** BEGIN **

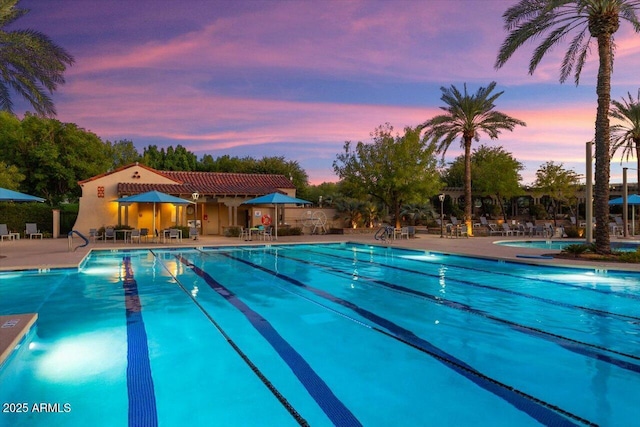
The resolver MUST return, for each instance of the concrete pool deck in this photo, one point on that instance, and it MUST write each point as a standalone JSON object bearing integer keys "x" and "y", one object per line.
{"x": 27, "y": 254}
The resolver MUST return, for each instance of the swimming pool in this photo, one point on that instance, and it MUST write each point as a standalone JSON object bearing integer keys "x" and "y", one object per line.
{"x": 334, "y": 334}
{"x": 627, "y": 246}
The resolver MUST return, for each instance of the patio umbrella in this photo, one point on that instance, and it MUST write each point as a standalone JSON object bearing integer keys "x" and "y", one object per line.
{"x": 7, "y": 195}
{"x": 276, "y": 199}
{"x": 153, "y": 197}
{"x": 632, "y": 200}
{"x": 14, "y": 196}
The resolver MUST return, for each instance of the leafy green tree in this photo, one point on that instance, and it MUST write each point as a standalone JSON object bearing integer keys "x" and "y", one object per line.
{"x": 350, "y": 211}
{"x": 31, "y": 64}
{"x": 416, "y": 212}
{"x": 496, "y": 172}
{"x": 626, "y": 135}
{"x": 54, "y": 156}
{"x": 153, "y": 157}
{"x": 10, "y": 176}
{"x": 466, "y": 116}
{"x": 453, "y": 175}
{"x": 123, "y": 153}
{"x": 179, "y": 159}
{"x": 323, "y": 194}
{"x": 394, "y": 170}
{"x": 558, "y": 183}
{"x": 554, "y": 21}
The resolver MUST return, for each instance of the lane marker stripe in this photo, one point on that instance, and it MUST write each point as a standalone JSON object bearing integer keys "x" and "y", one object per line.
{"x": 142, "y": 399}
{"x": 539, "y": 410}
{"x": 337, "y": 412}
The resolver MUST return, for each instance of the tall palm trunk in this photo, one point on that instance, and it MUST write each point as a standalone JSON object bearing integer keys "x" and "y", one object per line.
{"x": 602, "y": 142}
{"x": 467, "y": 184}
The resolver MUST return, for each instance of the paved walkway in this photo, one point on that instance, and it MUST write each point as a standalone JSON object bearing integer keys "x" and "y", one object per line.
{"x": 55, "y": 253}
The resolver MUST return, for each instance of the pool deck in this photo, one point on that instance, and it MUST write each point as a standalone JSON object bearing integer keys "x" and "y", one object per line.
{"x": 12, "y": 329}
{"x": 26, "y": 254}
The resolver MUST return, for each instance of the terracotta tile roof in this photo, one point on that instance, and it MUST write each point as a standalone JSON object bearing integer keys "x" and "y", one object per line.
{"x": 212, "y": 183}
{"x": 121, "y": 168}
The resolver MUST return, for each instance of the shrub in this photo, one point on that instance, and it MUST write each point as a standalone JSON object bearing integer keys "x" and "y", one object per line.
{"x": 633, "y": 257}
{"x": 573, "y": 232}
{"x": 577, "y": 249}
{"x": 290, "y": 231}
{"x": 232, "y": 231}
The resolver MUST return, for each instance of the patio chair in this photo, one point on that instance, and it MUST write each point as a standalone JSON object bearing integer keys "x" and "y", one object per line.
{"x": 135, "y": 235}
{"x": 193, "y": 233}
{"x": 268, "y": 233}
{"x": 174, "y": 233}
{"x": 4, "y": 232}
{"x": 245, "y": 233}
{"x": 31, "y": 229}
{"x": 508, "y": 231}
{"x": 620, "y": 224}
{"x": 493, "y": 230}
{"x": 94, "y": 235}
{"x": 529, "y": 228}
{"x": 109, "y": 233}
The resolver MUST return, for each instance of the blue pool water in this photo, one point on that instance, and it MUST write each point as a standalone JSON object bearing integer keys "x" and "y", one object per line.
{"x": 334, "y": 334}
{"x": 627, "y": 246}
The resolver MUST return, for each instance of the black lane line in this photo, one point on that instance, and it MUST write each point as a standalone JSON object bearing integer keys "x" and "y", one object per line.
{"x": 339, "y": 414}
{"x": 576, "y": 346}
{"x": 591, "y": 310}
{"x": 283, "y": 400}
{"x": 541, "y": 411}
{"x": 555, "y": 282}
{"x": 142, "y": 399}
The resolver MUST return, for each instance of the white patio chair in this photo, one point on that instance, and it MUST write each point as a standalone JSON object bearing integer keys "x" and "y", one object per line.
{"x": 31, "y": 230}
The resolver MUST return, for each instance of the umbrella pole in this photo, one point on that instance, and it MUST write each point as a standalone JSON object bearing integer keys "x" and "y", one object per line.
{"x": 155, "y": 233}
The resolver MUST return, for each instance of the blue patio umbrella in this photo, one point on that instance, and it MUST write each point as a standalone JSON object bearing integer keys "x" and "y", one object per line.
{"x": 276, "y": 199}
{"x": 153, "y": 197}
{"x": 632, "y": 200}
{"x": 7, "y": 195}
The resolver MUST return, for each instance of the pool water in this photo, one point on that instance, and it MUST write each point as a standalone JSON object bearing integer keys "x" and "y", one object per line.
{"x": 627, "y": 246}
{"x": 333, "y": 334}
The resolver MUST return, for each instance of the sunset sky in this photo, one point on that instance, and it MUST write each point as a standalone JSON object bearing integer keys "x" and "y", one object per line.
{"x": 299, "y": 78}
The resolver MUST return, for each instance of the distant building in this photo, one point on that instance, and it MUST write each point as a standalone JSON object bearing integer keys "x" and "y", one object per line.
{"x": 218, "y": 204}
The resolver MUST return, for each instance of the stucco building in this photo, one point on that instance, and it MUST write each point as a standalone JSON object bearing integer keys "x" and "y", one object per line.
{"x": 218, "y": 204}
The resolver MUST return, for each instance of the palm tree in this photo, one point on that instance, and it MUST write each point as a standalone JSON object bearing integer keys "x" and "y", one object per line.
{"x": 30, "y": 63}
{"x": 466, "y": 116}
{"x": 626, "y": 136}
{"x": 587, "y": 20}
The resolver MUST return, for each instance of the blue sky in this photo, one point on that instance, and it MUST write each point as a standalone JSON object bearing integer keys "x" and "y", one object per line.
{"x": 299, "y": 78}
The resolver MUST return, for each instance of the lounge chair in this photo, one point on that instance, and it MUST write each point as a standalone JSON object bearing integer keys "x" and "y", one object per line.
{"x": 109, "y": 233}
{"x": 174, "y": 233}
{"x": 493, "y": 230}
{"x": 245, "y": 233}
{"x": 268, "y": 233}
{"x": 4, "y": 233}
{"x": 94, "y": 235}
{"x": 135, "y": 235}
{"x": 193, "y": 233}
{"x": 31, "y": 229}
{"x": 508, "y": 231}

** END **
** BEGIN **

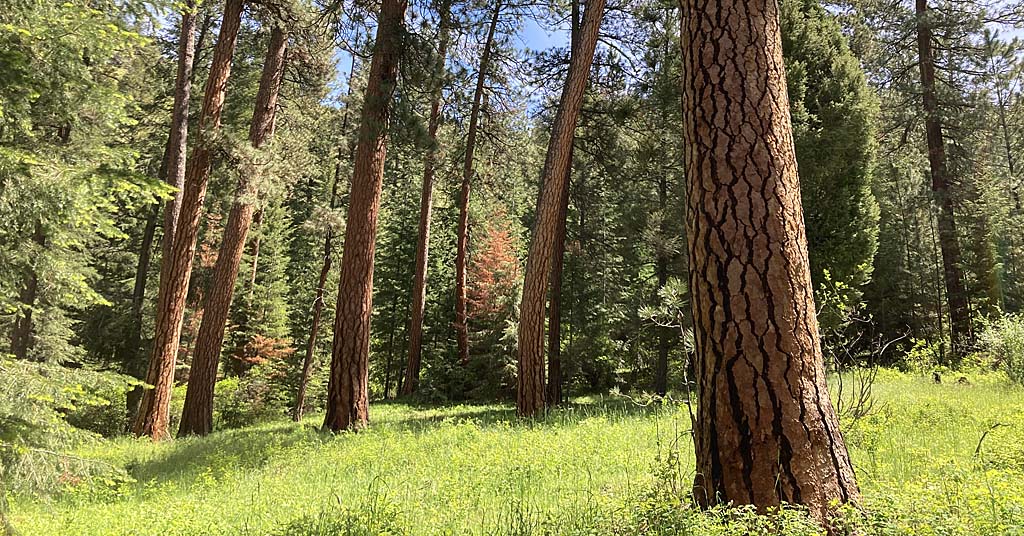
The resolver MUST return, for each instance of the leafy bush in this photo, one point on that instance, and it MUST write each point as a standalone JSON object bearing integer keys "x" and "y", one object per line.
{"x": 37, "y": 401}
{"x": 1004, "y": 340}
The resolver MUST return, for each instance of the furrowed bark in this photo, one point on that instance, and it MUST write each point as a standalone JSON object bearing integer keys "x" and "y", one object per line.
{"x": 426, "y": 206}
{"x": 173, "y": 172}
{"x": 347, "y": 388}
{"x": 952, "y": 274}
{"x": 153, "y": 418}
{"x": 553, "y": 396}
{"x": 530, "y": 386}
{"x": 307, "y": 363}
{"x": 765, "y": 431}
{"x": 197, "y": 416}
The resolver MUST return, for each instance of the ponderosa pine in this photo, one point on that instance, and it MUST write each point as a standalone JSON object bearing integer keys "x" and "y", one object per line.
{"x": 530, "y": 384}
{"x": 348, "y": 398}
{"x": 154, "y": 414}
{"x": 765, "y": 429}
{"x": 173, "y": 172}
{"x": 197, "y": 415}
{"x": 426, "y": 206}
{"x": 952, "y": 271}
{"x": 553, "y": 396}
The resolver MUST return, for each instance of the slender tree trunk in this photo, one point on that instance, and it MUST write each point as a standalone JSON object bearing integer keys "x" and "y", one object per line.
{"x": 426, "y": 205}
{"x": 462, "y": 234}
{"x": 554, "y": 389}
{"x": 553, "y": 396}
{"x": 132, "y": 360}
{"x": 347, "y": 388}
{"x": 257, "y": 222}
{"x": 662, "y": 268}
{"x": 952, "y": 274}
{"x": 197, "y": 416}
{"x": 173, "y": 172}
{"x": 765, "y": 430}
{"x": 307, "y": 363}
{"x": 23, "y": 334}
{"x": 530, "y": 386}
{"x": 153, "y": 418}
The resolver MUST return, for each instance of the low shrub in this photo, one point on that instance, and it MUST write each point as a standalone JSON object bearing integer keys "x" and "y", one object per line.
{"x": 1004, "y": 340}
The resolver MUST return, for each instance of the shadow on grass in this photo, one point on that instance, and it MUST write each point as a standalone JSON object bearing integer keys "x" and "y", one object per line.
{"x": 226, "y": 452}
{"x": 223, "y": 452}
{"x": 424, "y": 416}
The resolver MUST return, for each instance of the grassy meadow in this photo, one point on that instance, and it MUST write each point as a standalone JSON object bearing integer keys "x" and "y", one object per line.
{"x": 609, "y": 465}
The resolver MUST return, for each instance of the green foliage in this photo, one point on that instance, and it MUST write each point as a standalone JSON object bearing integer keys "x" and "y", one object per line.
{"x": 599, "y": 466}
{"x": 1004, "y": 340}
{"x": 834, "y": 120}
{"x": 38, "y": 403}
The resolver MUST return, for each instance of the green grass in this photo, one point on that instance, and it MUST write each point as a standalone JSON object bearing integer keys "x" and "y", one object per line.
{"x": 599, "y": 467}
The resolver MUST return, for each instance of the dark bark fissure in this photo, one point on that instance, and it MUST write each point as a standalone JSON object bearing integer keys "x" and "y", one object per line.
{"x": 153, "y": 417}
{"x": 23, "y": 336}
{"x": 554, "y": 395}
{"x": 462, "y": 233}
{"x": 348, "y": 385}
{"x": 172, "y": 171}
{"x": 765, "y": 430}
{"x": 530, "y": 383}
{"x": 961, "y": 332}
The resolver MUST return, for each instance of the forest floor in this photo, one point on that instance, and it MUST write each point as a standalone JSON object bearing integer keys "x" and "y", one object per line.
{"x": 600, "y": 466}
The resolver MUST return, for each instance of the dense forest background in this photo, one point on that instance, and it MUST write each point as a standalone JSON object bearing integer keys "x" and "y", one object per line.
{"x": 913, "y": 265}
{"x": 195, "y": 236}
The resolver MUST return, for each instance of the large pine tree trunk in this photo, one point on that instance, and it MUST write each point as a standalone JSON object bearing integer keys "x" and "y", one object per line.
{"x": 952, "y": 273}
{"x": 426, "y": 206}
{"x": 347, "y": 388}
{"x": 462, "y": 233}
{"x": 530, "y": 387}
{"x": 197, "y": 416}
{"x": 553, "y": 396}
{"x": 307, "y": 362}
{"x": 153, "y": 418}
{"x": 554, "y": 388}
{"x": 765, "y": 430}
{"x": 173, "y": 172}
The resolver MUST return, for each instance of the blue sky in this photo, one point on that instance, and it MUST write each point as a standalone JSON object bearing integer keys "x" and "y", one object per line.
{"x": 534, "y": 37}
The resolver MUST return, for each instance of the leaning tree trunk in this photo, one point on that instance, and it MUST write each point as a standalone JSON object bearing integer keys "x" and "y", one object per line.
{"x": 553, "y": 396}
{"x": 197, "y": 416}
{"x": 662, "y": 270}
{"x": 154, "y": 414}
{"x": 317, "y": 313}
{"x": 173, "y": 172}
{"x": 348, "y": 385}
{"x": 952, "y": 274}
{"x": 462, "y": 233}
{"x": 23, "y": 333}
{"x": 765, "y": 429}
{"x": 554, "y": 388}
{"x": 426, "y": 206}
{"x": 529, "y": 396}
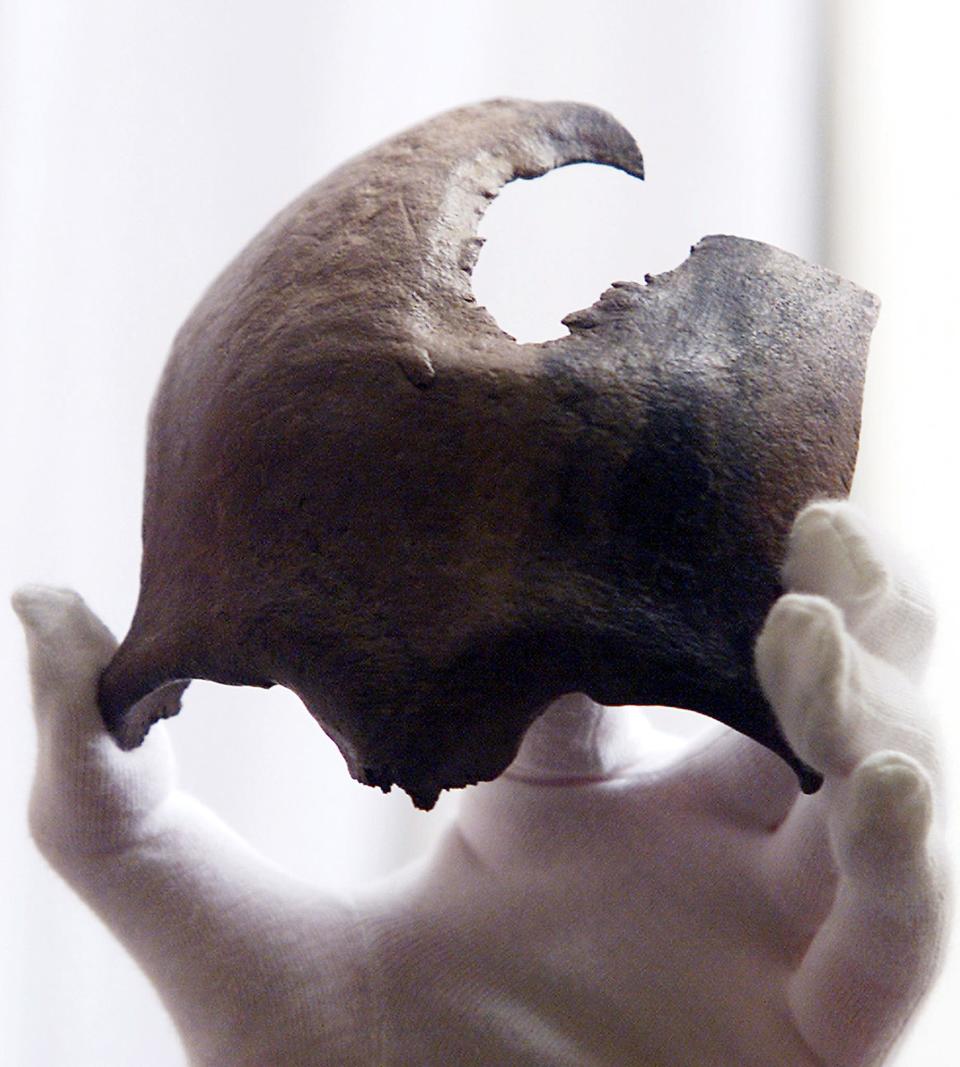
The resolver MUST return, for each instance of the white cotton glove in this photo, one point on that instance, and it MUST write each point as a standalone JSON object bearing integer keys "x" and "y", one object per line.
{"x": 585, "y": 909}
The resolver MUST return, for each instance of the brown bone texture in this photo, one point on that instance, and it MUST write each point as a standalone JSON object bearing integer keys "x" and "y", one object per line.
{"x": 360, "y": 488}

** END **
** BEGIN **

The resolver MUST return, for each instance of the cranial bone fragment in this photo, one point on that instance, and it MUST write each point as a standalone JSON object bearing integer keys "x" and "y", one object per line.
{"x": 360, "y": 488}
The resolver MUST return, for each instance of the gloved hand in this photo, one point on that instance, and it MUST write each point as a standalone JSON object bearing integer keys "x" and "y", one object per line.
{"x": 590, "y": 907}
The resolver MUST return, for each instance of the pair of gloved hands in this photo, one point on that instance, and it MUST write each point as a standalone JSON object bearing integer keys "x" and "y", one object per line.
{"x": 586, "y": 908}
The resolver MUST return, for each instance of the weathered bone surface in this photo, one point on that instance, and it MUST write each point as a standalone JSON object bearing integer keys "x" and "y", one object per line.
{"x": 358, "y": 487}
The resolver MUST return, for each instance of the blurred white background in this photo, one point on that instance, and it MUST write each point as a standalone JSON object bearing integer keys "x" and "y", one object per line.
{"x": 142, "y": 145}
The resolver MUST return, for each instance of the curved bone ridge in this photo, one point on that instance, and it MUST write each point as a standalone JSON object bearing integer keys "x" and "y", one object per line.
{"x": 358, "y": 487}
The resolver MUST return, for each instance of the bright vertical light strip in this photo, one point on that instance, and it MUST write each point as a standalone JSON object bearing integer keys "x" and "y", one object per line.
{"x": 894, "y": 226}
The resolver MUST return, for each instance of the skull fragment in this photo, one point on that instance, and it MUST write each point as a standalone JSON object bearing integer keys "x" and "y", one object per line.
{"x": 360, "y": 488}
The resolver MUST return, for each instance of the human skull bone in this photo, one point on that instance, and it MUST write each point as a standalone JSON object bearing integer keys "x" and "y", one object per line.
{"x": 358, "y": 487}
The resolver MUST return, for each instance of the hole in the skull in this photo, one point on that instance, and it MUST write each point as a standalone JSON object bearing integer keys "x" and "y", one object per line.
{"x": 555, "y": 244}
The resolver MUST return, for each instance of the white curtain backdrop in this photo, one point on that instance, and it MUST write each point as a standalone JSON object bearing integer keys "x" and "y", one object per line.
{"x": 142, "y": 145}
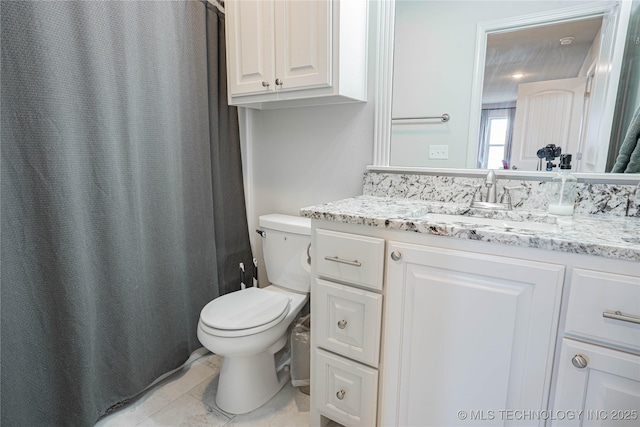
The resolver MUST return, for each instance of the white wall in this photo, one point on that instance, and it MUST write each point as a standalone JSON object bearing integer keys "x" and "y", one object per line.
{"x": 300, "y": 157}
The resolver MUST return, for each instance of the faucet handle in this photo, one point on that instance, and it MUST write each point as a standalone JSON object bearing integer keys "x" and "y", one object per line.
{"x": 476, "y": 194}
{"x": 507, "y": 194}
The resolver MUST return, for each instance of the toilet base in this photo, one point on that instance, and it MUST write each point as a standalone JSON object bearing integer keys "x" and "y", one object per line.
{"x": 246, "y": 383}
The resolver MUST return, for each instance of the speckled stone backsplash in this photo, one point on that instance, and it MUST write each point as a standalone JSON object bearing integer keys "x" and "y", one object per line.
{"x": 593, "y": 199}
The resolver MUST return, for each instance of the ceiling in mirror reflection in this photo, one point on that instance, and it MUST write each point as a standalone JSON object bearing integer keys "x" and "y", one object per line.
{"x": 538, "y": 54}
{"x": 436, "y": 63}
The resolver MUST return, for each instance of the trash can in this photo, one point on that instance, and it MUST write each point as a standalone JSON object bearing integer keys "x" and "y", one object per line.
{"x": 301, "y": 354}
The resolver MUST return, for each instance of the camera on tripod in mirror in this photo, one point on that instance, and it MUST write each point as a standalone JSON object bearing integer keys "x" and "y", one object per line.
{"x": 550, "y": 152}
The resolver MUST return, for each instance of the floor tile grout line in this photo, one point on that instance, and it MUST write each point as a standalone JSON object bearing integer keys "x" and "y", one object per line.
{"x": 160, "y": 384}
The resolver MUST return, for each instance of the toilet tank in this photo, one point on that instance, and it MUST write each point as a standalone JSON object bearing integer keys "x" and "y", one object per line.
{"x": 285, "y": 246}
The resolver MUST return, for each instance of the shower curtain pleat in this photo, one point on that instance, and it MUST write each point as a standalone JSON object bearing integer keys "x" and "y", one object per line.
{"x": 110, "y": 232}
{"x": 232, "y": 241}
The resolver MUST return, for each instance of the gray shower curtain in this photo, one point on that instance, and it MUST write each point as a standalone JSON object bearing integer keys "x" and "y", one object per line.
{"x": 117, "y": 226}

** END **

* [PROBLEM DETAILS]: Pull out every line of the items above that contains the word "green", and copy those lines. Only exact case matches count.

* [ANSWER TO THE EXERCISE]:
The resolver MUST return, for each instance of the leafy green tree in this photo, one point on that instance, and it MUST write each point as a standalone JSON object bearing integer keys "x" and "y", one object per line.
The resolver MUST return, for each instance of the green foliage in this photo, one point on that instance, and it MUST write each point as a standalone JSON object bearing integer keys "x" and "y", one object per line.
The resolver MUST return, for each instance of the green grass in this photo, one point on that instance, and it MUST write each point as a standalone JSON object bearing integer keys "x" and "y", one object per line.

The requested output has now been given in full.